Consegna:
Riporti integralmente, senza alcuna modifica, il testo sulla nascita e sul declino delle città della frontiera americana.

Testo estratto:
+-------+
Così come molte città nuove venivano fondate nella corsa verso l’ovest, altrettante scomparivano o iniziavano un veloce processo di decadenza. E’ il caso dei centri che esauriscono le proprie potenzialità economiche come quelli sorti in relazione alla corsa all’oro. Solo nel Kansas, ad esempio, duemila piccoli villaggi scompaiono con l’avvento della ferrovia. Pithole City, in Pennsylvania, che viene creata nel 1865, in pochi mesi raggiunge i 10.000 abitanti e successivamente viene abbandonata, diventando una delle tante città fantasma (ghost-towns). Da queste premesse si evidenzia facilmente il carattere privatistico e individualistico del fenomeno della frontiera e della colonizzazione, ed il suo stretto legame con le leggi del profitto. Lo stesso carattere privatistico, e l’assoggettamento alle sole leggi del massimo profitto, governano anche la crescita delle città americane. Il modo di espansione, generalmente a scacchiera, può essere interpretato come la massima concessione fatta dal capitale privato all’amministrazione pubblica, ma solo entro la sfera del controllo giuridico.
+-------+
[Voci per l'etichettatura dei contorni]
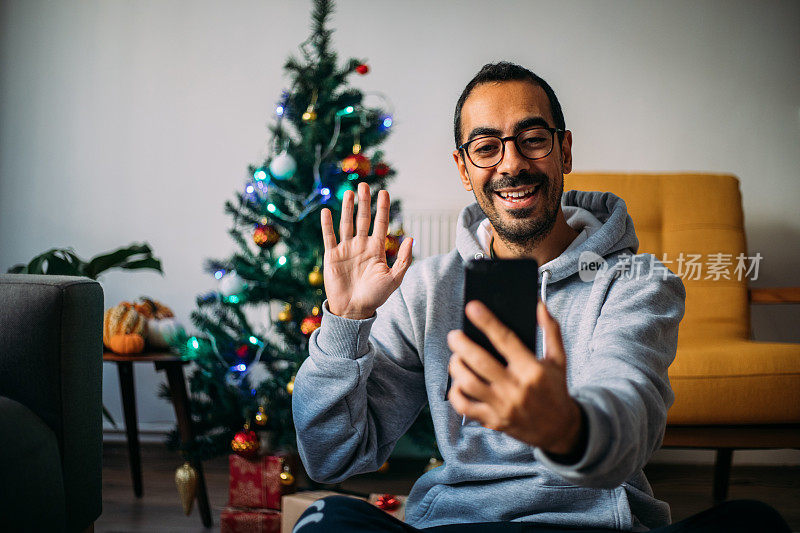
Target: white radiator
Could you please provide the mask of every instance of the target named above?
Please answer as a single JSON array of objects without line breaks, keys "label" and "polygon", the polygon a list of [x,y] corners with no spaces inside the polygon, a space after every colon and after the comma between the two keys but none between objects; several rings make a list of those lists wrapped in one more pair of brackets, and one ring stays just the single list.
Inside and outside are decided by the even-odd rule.
[{"label": "white radiator", "polygon": [[458,213],[459,210],[403,209],[403,230],[406,236],[414,237],[415,259],[444,254],[453,249]]}]

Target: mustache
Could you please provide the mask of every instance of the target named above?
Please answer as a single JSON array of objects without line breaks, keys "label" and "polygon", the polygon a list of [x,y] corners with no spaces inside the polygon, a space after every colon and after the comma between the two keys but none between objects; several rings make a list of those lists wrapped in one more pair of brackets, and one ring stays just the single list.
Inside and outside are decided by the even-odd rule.
[{"label": "mustache", "polygon": [[520,172],[516,176],[503,176],[495,181],[487,183],[484,187],[486,192],[495,192],[500,189],[510,189],[514,187],[523,187],[525,185],[539,185],[543,189],[547,186],[547,175],[542,172],[530,173],[527,171]]}]

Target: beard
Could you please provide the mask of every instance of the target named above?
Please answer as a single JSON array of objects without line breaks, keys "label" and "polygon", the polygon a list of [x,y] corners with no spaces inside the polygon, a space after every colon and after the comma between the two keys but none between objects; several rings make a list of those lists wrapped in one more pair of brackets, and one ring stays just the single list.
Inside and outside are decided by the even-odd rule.
[{"label": "beard", "polygon": [[[504,209],[503,212],[512,220],[502,217],[494,202],[495,191],[525,185],[539,186],[536,194],[540,195],[542,205]],[[561,195],[564,193],[564,182],[562,180],[560,187],[556,187],[544,173],[523,171],[516,176],[503,176],[489,181],[484,184],[481,192],[479,197],[473,189],[475,200],[501,239],[517,246],[536,246],[547,237],[556,223]],[[536,214],[537,209],[541,211],[538,214]]]}]

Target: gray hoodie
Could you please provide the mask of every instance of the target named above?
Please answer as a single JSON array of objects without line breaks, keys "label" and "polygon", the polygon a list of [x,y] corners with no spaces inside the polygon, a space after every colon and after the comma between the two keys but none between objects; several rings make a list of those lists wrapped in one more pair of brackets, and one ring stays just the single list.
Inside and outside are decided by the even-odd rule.
[{"label": "gray hoodie", "polygon": [[[444,465],[415,483],[406,507],[413,526],[526,521],[646,531],[670,523],[642,468],[661,445],[674,399],[667,368],[683,284],[649,254],[631,256],[639,242],[622,199],[569,191],[562,206],[581,235],[538,276],[561,325],[570,394],[588,421],[583,457],[561,464],[477,422],[462,425],[445,401],[446,335],[461,327],[463,264],[487,254],[478,238],[485,216],[473,204],[459,217],[456,249],[412,265],[375,317],[349,320],[323,305],[292,402],[312,479],[377,470],[429,403]],[[578,271],[584,252],[606,262],[589,282]]]}]

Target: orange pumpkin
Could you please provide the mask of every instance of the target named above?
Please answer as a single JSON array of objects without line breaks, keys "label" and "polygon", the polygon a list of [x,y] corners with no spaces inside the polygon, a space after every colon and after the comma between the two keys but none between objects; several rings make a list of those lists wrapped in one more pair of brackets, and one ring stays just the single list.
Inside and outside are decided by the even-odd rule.
[{"label": "orange pumpkin", "polygon": [[132,303],[122,302],[108,309],[103,316],[103,344],[111,348],[109,342],[114,335],[136,333],[144,336],[146,328],[147,319],[134,309]]},{"label": "orange pumpkin", "polygon": [[108,344],[114,353],[142,353],[144,351],[144,337],[136,333],[112,335]]},{"label": "orange pumpkin", "polygon": [[140,315],[144,315],[147,318],[160,320],[162,318],[172,318],[175,316],[172,309],[157,300],[151,300],[146,296],[142,296],[139,298],[139,301],[140,303],[134,304],[133,307]]}]

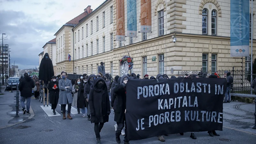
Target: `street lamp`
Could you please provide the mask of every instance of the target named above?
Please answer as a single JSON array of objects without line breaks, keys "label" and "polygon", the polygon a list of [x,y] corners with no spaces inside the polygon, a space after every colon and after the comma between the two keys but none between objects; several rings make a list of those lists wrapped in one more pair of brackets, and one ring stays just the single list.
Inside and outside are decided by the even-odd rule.
[{"label": "street lamp", "polygon": [[2,33],[2,84],[4,85],[4,35],[5,35],[4,33]]}]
+-------+
Esito dell'esercizio:
Così come molte città nuove venivano fondate nella corsa verso l’ovest, altrettante scomparivano o iniziavano un veloce processo di decadenza. E’ il caso dei centri che esauriscono le proprie potenzialità economiche come quelli sorti in relazione alla corsa all’oro. Solo nel Kansas, ad esempio, duemila piccoli villaggi scompaiono con l’avvento della ferrovia. Pithole City, in Pennsylvania, che viene creata nel 1865, in pochi mesi raggiunge i 10.000 abitanti e successivamente viene abbandonata, diventando una delle tante città fantasma (ghost-towns). Da queste premesse si evidenzia facilmente il carattere privatistico e individualistico del fenomeno della frontiera e della colonizzazione, ed il suo stretto legame con le leggi del profitto. Lo stesso carattere privatistico, e l’assoggettamento alle sole leggi del massimo profitto, governano anche la crescita delle città americane. Il modo di espansione, generalmente a scacchiera, può essere interpretato come la massima concessione fatta dal capitale privato all’amministrazione pubblica, ma solo entro la sfera del controllo giuridico.